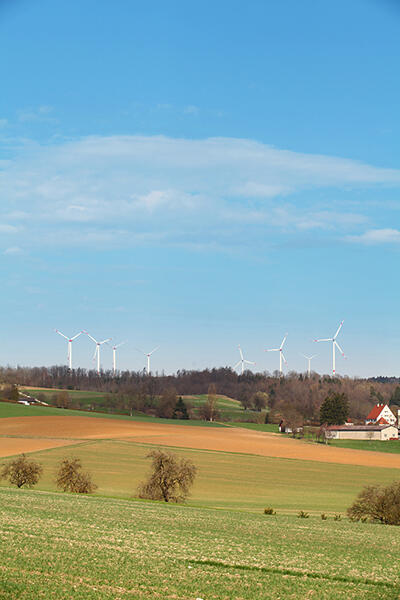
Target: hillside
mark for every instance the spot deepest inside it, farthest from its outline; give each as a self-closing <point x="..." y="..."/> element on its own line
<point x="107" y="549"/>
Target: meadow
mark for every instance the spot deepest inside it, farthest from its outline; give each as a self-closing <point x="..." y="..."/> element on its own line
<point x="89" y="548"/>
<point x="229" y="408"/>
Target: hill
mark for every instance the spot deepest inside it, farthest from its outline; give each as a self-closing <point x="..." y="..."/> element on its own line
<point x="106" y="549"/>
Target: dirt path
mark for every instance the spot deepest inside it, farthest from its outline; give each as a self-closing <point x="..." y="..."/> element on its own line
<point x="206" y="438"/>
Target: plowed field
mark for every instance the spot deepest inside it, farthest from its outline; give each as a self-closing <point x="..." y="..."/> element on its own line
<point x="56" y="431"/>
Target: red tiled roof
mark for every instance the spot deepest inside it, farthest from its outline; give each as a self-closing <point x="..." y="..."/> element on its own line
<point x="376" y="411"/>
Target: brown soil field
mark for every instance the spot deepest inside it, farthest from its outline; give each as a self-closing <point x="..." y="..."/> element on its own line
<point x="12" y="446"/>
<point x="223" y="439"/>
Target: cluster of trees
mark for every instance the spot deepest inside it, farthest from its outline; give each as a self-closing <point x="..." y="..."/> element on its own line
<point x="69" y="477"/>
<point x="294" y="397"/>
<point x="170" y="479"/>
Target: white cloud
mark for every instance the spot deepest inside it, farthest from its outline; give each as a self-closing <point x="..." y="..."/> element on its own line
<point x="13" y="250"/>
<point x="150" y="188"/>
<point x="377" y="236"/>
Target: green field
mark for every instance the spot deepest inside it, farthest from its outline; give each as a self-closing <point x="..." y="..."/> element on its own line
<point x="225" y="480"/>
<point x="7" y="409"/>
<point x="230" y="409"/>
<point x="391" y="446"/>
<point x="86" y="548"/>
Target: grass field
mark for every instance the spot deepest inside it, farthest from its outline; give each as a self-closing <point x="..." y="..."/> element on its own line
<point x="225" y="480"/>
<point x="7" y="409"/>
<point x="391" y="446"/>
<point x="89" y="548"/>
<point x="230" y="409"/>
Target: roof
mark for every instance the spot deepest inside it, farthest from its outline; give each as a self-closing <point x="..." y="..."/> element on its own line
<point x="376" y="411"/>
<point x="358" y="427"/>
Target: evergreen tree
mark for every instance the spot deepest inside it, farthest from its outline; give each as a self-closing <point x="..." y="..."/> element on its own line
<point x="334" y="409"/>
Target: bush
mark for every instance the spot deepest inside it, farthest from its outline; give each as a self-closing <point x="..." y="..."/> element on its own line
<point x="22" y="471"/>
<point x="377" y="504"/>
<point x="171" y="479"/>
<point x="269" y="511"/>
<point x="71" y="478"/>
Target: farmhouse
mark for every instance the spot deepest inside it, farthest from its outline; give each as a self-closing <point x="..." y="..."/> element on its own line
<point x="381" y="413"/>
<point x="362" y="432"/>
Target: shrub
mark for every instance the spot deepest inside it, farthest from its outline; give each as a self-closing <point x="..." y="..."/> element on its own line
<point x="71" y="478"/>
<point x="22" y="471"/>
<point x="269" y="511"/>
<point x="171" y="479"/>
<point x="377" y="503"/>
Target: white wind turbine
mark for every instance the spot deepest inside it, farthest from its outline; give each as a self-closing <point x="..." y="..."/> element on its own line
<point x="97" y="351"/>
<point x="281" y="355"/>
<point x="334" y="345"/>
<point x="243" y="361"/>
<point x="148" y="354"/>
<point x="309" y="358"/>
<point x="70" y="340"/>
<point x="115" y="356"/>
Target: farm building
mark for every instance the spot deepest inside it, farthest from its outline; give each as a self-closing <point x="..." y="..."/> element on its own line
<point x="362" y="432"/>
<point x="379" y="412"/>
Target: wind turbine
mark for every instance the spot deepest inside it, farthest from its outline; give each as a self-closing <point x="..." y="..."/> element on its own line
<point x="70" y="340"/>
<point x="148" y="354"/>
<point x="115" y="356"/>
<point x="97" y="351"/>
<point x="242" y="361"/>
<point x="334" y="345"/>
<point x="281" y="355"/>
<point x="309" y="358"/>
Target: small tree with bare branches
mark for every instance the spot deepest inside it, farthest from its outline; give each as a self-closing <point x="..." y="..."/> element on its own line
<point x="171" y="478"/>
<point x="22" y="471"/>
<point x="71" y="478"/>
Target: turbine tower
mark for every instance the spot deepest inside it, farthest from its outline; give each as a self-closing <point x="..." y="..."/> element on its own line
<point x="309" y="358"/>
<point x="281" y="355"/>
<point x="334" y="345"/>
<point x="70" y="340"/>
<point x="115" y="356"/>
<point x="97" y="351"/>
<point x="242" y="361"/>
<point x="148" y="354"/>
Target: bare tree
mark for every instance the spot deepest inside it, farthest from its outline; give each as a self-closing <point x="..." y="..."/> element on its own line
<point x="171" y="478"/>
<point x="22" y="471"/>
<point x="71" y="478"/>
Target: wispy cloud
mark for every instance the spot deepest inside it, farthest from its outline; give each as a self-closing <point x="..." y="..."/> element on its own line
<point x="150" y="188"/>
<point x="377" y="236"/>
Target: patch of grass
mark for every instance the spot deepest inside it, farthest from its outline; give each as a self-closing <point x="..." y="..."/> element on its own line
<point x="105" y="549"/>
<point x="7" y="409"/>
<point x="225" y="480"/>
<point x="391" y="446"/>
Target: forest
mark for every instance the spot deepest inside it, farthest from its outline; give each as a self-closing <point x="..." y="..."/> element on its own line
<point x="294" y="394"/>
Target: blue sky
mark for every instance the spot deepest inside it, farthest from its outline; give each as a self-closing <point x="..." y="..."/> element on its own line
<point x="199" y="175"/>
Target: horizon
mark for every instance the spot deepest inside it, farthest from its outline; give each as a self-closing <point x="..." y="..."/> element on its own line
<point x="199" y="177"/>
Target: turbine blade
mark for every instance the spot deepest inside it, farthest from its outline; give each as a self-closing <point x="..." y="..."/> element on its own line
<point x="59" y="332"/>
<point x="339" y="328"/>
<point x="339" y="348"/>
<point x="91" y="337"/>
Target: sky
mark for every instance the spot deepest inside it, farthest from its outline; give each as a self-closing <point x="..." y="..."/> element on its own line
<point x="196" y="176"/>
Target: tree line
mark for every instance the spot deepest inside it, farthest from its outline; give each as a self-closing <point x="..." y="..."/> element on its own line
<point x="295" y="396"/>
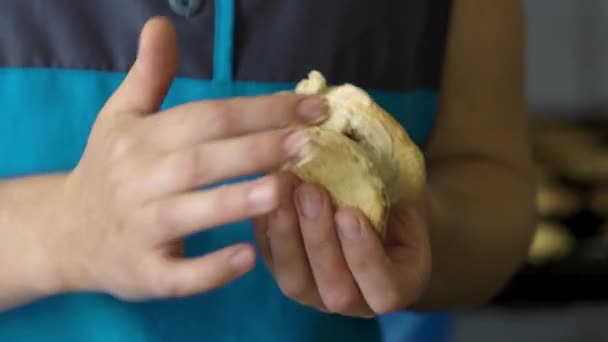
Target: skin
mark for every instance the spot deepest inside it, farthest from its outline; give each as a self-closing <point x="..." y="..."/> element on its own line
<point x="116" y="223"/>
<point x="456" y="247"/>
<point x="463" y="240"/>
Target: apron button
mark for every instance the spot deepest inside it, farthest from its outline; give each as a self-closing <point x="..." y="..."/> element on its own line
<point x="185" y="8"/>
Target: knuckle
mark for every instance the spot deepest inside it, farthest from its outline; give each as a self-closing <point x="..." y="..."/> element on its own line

++++++

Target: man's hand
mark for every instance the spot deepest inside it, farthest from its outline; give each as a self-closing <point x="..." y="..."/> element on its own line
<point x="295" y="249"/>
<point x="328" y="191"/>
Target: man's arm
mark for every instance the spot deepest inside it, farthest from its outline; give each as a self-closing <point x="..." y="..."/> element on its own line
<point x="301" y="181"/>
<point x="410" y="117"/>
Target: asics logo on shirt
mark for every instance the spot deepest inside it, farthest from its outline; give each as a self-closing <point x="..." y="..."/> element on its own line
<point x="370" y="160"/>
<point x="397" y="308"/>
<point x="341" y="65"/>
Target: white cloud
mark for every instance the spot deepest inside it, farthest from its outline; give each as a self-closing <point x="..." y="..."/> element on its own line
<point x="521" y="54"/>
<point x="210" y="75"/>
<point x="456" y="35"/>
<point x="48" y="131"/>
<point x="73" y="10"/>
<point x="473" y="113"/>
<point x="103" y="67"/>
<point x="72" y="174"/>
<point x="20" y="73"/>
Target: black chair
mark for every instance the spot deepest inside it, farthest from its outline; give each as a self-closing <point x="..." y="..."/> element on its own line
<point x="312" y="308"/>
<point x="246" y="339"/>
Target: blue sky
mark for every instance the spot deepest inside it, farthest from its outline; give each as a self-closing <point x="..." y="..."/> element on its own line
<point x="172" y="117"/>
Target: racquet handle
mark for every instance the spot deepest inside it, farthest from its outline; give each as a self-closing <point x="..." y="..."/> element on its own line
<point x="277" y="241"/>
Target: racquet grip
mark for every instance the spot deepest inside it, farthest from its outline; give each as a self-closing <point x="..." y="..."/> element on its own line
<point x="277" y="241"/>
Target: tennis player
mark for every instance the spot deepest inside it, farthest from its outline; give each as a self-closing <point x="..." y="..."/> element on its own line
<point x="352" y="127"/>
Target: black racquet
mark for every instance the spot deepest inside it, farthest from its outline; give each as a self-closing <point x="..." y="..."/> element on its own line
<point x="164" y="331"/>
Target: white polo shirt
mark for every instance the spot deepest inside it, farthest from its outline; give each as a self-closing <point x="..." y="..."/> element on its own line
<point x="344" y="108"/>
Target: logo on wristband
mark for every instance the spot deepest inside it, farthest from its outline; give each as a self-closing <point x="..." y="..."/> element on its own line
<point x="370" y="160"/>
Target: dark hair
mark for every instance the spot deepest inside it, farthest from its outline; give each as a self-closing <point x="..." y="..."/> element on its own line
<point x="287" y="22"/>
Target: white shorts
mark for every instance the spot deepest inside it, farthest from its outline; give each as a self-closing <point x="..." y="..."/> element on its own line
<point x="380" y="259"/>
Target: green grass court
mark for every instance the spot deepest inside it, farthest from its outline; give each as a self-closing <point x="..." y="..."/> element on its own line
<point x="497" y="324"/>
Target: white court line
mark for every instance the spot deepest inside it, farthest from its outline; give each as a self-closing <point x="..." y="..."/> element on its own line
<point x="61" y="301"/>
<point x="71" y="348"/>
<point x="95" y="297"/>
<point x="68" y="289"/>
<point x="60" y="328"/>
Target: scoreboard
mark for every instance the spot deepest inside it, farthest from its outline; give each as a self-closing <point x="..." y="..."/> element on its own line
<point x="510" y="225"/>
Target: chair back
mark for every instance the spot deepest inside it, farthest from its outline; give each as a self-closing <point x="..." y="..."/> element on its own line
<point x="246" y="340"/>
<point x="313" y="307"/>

++++++

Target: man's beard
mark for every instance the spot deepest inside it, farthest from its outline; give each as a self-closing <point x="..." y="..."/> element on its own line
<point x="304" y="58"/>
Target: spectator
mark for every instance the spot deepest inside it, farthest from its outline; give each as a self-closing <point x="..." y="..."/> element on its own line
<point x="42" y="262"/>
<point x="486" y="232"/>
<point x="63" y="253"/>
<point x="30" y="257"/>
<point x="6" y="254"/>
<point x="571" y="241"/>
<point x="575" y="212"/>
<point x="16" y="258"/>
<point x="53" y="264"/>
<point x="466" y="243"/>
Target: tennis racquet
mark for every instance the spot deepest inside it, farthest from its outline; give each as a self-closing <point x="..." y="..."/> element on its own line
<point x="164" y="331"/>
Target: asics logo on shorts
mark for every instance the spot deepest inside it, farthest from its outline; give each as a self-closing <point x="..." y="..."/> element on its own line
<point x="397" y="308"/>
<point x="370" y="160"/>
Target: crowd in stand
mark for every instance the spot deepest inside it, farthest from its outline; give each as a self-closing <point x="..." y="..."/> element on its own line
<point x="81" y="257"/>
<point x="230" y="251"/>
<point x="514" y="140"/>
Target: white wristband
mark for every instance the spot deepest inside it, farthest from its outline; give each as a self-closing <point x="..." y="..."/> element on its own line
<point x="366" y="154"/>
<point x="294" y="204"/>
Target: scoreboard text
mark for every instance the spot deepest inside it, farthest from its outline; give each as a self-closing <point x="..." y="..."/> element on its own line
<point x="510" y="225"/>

++++++

_Activity_. How many of the lines in the records above include the word "chair"? State that number alone.

_Answer space_. 2